◆ **Aim of the task**
Transcribe each line of the records below exactly, excluding any embedded images.
━━ Supplied material
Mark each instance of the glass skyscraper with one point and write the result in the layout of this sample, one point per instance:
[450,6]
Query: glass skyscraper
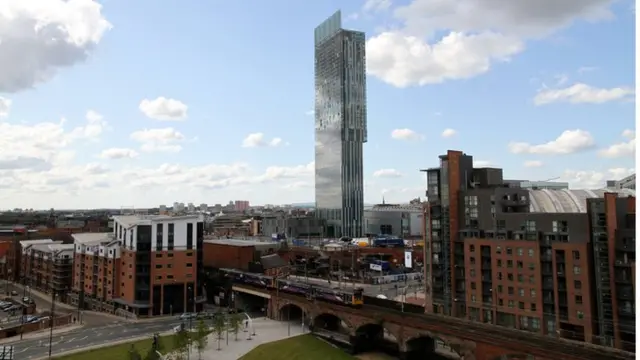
[340,126]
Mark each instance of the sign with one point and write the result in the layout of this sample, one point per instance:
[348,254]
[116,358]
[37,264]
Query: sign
[375,267]
[408,261]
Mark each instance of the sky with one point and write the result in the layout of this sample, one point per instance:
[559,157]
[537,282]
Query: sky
[131,104]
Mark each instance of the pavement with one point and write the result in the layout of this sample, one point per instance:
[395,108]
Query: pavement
[88,337]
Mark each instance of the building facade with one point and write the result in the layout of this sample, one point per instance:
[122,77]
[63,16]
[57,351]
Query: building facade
[340,126]
[528,258]
[404,221]
[161,263]
[47,266]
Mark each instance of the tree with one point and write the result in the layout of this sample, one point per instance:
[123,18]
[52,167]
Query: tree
[181,340]
[235,322]
[133,353]
[219,326]
[202,332]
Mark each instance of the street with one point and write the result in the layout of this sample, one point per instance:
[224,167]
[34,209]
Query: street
[90,336]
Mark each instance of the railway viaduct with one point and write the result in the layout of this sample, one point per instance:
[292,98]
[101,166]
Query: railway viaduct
[416,334]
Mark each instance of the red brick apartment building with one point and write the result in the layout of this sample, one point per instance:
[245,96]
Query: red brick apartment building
[149,265]
[556,262]
[46,266]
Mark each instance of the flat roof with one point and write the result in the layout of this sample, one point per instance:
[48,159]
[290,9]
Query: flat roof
[88,238]
[238,242]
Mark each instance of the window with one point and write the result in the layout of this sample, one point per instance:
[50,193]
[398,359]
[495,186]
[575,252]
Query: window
[170,236]
[189,236]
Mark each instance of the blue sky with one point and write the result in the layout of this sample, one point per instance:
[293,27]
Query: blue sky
[505,83]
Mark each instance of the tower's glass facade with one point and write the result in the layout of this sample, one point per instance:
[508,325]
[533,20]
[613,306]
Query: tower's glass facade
[340,126]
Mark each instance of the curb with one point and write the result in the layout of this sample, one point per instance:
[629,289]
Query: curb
[99,346]
[41,334]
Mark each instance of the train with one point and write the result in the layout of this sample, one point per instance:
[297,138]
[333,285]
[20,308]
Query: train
[350,297]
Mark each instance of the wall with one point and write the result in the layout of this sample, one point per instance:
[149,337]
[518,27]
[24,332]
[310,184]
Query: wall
[227,256]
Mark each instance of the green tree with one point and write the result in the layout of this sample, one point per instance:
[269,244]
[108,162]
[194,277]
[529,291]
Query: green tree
[181,342]
[133,353]
[201,340]
[219,326]
[235,323]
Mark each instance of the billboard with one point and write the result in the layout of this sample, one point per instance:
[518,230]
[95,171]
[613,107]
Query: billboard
[408,261]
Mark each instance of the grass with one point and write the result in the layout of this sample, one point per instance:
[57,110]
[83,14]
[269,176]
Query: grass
[303,347]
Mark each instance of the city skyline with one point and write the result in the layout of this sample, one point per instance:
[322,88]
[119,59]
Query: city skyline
[340,126]
[122,109]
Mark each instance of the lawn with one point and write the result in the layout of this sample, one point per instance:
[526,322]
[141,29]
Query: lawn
[305,347]
[121,351]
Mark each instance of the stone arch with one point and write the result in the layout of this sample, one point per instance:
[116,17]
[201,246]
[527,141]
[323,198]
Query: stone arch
[330,321]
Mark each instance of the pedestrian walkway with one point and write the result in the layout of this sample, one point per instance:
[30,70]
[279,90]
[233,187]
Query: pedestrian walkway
[266,331]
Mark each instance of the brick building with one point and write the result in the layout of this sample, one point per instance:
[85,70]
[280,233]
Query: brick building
[524,258]
[47,266]
[161,267]
[96,269]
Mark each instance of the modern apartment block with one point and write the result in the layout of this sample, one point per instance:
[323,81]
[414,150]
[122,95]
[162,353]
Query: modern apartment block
[96,269]
[161,269]
[340,126]
[523,258]
[612,221]
[46,266]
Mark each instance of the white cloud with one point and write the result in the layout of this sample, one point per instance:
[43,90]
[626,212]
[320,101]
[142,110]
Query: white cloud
[482,163]
[164,109]
[478,33]
[159,140]
[447,133]
[258,140]
[405,134]
[622,149]
[582,94]
[118,153]
[402,60]
[533,163]
[41,37]
[387,173]
[591,179]
[376,5]
[5,107]
[569,142]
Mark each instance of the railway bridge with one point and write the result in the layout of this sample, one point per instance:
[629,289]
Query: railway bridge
[416,334]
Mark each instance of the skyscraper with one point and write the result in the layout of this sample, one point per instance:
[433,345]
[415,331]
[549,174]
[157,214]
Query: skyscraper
[340,126]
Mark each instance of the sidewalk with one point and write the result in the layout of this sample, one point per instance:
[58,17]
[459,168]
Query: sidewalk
[41,334]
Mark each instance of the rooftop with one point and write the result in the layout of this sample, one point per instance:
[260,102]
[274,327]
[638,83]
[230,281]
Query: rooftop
[568,200]
[88,238]
[140,219]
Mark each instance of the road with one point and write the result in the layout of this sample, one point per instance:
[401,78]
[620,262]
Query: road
[90,336]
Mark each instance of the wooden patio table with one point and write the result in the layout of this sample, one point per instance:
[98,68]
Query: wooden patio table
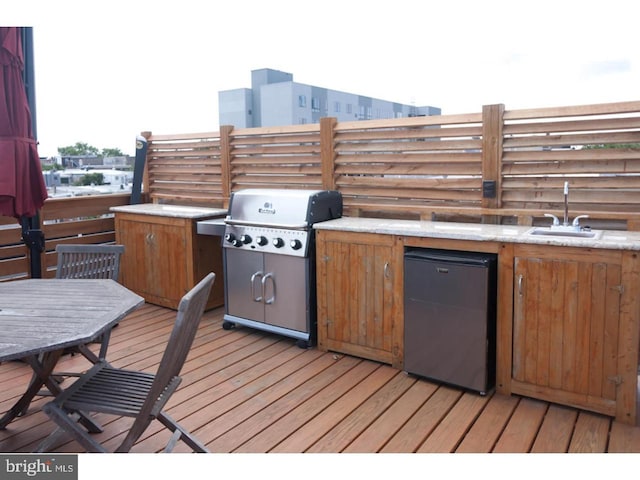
[39,318]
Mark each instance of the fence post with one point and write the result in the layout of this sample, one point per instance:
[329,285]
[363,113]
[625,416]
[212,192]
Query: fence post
[492,159]
[225,162]
[328,152]
[146,185]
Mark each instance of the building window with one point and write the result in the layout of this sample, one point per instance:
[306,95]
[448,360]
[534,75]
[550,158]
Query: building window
[315,104]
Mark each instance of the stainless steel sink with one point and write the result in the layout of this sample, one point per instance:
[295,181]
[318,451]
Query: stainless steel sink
[553,232]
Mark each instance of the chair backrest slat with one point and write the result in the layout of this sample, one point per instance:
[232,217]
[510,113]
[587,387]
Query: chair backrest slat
[89,261]
[190,312]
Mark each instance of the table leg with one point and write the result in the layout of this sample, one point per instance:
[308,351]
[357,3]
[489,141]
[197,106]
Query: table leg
[42,368]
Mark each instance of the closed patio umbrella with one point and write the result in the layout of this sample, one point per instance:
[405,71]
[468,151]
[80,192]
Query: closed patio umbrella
[22,187]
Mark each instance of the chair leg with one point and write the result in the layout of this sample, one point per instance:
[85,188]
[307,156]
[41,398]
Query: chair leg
[136,430]
[68,423]
[183,434]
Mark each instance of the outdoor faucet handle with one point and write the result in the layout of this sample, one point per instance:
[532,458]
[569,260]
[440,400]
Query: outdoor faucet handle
[576,221]
[556,222]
━━━━
◆ **Complete output**
Mark each instance of the glass skyscraper with one point and write the result in the layout of this sample, one point per instance:
[450,6]
Query: glass skyscraper
[340,126]
Mark each instance of the sign with one point and write the result in the layout of this sample, one point per instance:
[348,254]
[116,358]
[37,264]
Query: sign
[375,267]
[408,261]
Mark each instance of the sky with one point and write the result in the layout of this sample, one point per instance:
[559,157]
[537,282]
Query: sky
[131,104]
Mark each instance of the pavement with one point and write the result in the layout of this sample, one point per instance:
[395,108]
Query: pavement
[88,337]
Mark each instance of the building facade with one point and write the result in the layout of this sample, one point per instance:
[122,77]
[63,16]
[57,351]
Query: building facade
[340,126]
[528,258]
[404,221]
[161,263]
[47,266]
Mark each instance of the tree with one point and write the result in the layout of this sample, one point per instance:
[123,18]
[52,167]
Query: tree
[181,340]
[235,322]
[133,353]
[219,326]
[202,332]
Mark each instance of the street with one point and write the result in the layout of this sample, one point per instance:
[224,167]
[34,209]
Query: street
[90,336]
Mark each instance of the railway viaduct with one point and write the result in the layout of this sample, one point per instance:
[292,98]
[101,166]
Query: railway viaduct
[416,334]
Mark each instance of the red brick apartment building with one point and write the result in the layout of this sample, one point per instance:
[245,96]
Query: red brick apartment building
[149,265]
[556,262]
[46,266]
Mark each instance of the flat roof with one point and write the result in the layout of this sample, one point per instance:
[48,159]
[290,9]
Query: flat roof
[88,238]
[238,242]
Mark each instance of the window with one point and write the result in the layout of this sample, one point per instance:
[50,193]
[398,359]
[495,186]
[575,252]
Query: window
[170,236]
[189,236]
Mark each instance of the blue sky with one point and write the result in the layout of this sample, one point per instance:
[293,27]
Query: blue sky
[505,83]
Mark each instance of the tower's glass facade with one point and write the result in the layout of this sample, one point per instance:
[508,325]
[533,20]
[613,306]
Query: tower's glass facade
[340,126]
Mark each instance of the curb with one point and write the result in the layout of this sample, one point per instance:
[629,289]
Query: curb
[99,346]
[41,334]
Mark each instance of the train with one point and write the result in the layout of this sample, one point per instance:
[297,138]
[333,285]
[20,308]
Query: train
[350,297]
Mark each instance of the wall with one point and write the result in the layout of this sample, one point per instance:
[149,337]
[518,27]
[24,332]
[310,184]
Query: wall
[227,256]
Mark each instance of the green tree with one point and write the result in the layout of this sample, one point per instance:
[269,244]
[108,162]
[194,277]
[529,291]
Query: green tree
[181,342]
[133,353]
[201,340]
[219,326]
[235,323]
Mark each instance of the billboard with one point and write the result in the layout of this sample, one point per instance:
[518,230]
[95,171]
[613,107]
Query: billboard
[408,261]
Mark each instance of the grass with one point and write the result in the layout of this sample, one point per instance:
[57,110]
[83,14]
[269,176]
Query: grass
[303,347]
Mark each instance of the city skyline with one point and write the result in the layout of this sample, one point per instance:
[322,88]
[119,59]
Query: city skyline
[340,126]
[122,109]
Mark each instance of the lawn with one point and write the result in the layout of this sample, one point per instance:
[526,322]
[141,29]
Query: lawn
[305,347]
[121,351]
Mark each instance of the stone arch with one point and write the result in the layout of this sample, one point per instance:
[116,17]
[201,246]
[527,141]
[323,198]
Query: stone arch
[330,321]
Mark each instance of the pedestrian walkway with one point and write the result in the layout of this sample, one point per instance:
[30,70]
[279,90]
[233,187]
Query: pedestrian walkway
[266,331]
Mark each instance of the brick building with one point and write the result in the layout of this sample, one point per instance:
[85,70]
[280,233]
Query: brick building
[524,258]
[47,266]
[161,267]
[96,269]
Mark each instance of the modern apartment block with one point and write the result in the layout of this sample, one point per instance:
[323,81]
[414,150]
[122,95]
[162,353]
Query: modern apartment block
[96,269]
[161,269]
[340,126]
[523,258]
[612,221]
[46,266]
Mark each instance of the white cloud with one point and write the result in the layout of this sample, one point per instance:
[43,90]
[626,212]
[320,101]
[142,110]
Query: white cloud
[482,163]
[164,109]
[478,33]
[159,140]
[447,133]
[258,140]
[405,134]
[622,149]
[582,94]
[118,153]
[402,60]
[533,163]
[41,37]
[387,173]
[591,179]
[376,5]
[5,107]
[569,142]
Mark each instance of the railway bridge with one point and write the result in the layout of this sample, one point per instance:
[629,289]
Query: railway bridge
[416,334]
Mark each instance of the skyscraper with one point and write the result in the layout of this sample, one point per instance:
[433,345]
[415,331]
[549,174]
[157,214]
Query: skyscraper
[340,126]
Mark each instance of the sidewalk with one point and write the result in the layout of this sample, one point per instance:
[58,17]
[459,168]
Query: sidewalk
[41,334]
Mark each instance of the rooftop with one point and write the result in the layout of this sample, one point per instance:
[260,102]
[274,327]
[638,83]
[230,281]
Query: rooftop
[568,200]
[88,238]
[140,219]
Mark each instance of the road with one point and write the result in the layout of this sample, one point per instance:
[401,78]
[620,262]
Query: road
[90,336]
Mark each instance of the wooden patio table with one point and write the result in the layout of this sample, one point per instance:
[98,68]
Query: wooden patio table
[39,318]
Mark each instance of the fence post with one point and write the result in the layout of this sample, one point per instance:
[329,285]
[363,113]
[625,416]
[212,192]
Query: fence post
[492,159]
[225,162]
[328,152]
[146,185]
Mark each instance of the building window with one point and write the result in the layout of this sample, one point per instance:
[306,95]
[448,360]
[534,75]
[550,158]
Query: building window
[315,104]
Mark each instance of the stainless steel sink with one point and write the result in the layout of this sample, one point per instance:
[295,181]
[318,451]
Query: stainless steel sink
[553,232]
Mark each instance of the chair backrest slat with one point and write the result in the layout of this sample, one point per instance:
[232,217]
[510,113]
[587,387]
Query: chair backrest slat
[89,261]
[190,312]
Mark each instance of the table leg with one point and write the result in the layout of this sample, one point per instance:
[308,351]
[357,3]
[489,141]
[197,106]
Query: table leg
[42,368]
Mark each instance of the closed patio umbrella with one point and write the result in the layout of this sample, one point per instance:
[405,71]
[468,151]
[80,192]
Query: closed patio umbrella
[22,187]
Mark each instance of the chair leg with one point and write the result in the layout of this sample, one point per instance:
[85,188]
[307,156]
[41,398]
Query: chair leg
[136,430]
[68,423]
[183,434]
Mark each instance of the outdoor faucet handle with one point and write the result in the layout of this sample, one point per instance:
[532,458]
[569,260]
[440,400]
Query: outdoor faucet handle
[576,221]
[556,222]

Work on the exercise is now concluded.